Stated task a: According to the FTP article, what file permissions should the .netrc file have?

By David Tansley
File Transfer Protocol (FTP) is the defacto standard for transferring files over TCP/IP networks. The basic FTP protocol has been around for years, and though FTP is not especially secure, it will be around for many years to come due to its many features and well established user base. This article examines some techniques for automating FTP through scripting. I will not be focusing on the different types of FTP servers like wu-ftp or vs-ftp but will concentrate instead on the client side. I'll show you how you can use a script to connect to an FTP server and retrieve files.
Part of this discussion will include a look at simple login security, but keep in mind that the level of security you'll need for your own network will depend on the policies of your organization. It is possible, for instance, to use FTP with a secure VPN-style tunnel. You can find secure versions of FTP that offer built-in encryption for communication as well as encryption. I will leave such details for your own network and will focus, instead, on the business of automating file transfer.
Common FTP Options |
Before delving deeper into how to automate FTP, let's look the most common FTP options: -p: specifies that the connection should be in passive mode. You are the client, so definitely use passive mode for data transfers. Passive mode is the preferred approach when behind a firewall because the client tells the server which port to use. This is the default now, but some older versions still do not use passive as the default. -i: turns off interactive prompting when negotiating FTP transfers. If you know what files you need to get or put, this option is invaluable. -n: stops FTP from attempting auto login with the initial connection. If auto login is enable, FTP checks the .netrc for login information. If no match for the host is found in .netrc, FTP will then prompt for the login/password. -v: sepcifies verbose mode. This option tells FTP to show what is happening by being very verbose. |
Whether you are operating FTP in batch mode or interactive mode, it is often better to have a mechanism that lets you login automatically to a remote site. Before we start into the details of FTP automation, I'll begin with a look at automated login. A special file called .netrc, which is located in your $HOME directory, allows you to automate login in FTP. The file permissions for .netrc should be set to read/write for the owner only - chmod 600. The file can contain multiple entries for remote sites. When a .netrc file is present, if the machine name given in the FTP command line matches the name of a machine in .netrc, FTP will use the login and password associated with the .netrc entry.
The format of the .netrcfile comes in two flavors. I prefer the following format:
machine <remote_host> login <login> password <password> password <account_password>
Each remote host receives a single entry in the file. The password is the password you need to connect to the remote host. The account password is only useful if the remote host requires another authentication process. Typically, only the first three entries are necessary.

Stated task b: Reproduce the records between the line holding "locate the white" and the end of the records, inclusive, with the requests included. Scale every bounding-box coordinate in the answers by 1.05 and round to whole numbers, halves up, but leave the requests and their format samples unchanged.

Given data:
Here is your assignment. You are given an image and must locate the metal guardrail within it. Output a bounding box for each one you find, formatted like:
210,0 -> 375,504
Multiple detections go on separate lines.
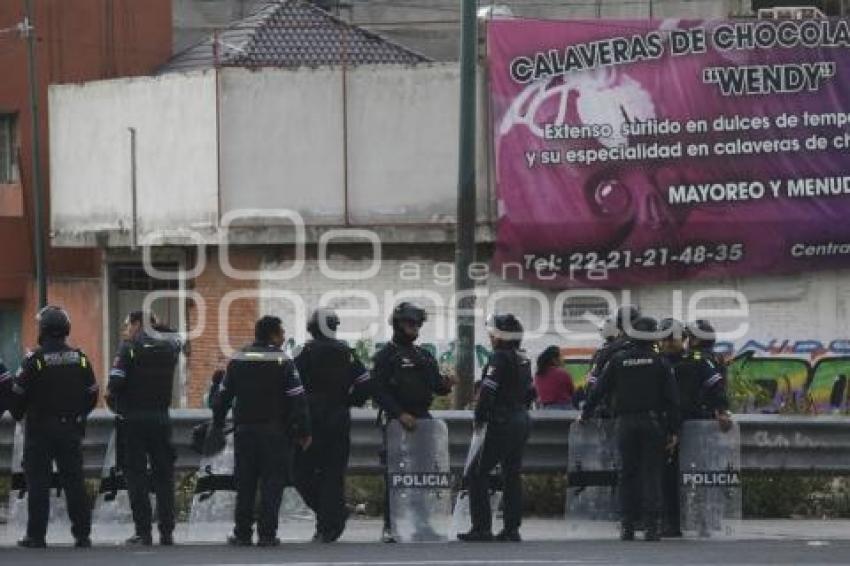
0,409 -> 850,476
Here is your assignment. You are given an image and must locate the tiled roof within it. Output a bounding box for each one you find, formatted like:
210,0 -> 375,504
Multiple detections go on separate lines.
160,0 -> 429,73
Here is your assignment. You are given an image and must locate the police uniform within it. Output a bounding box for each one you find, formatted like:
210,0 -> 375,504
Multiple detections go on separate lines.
213,342 -> 310,544
109,331 -> 180,544
583,332 -> 679,540
664,347 -> 729,536
12,337 -> 98,546
295,335 -> 371,542
467,347 -> 534,538
661,352 -> 685,537
372,335 -> 452,540
0,361 -> 12,419
585,336 -> 632,418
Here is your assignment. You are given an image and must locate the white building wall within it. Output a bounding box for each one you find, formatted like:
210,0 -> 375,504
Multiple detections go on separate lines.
49,72 -> 218,244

Correct result a: Read/write for the owner only (chmod 600).

Correct result b:
Here is your assignment. You are given an image and must locate the white building wall within it. Output a bounding box for each one you find, formatted like:
210,0 -> 375,504
Multiple detections go on separate lines.
51,76 -> 229,256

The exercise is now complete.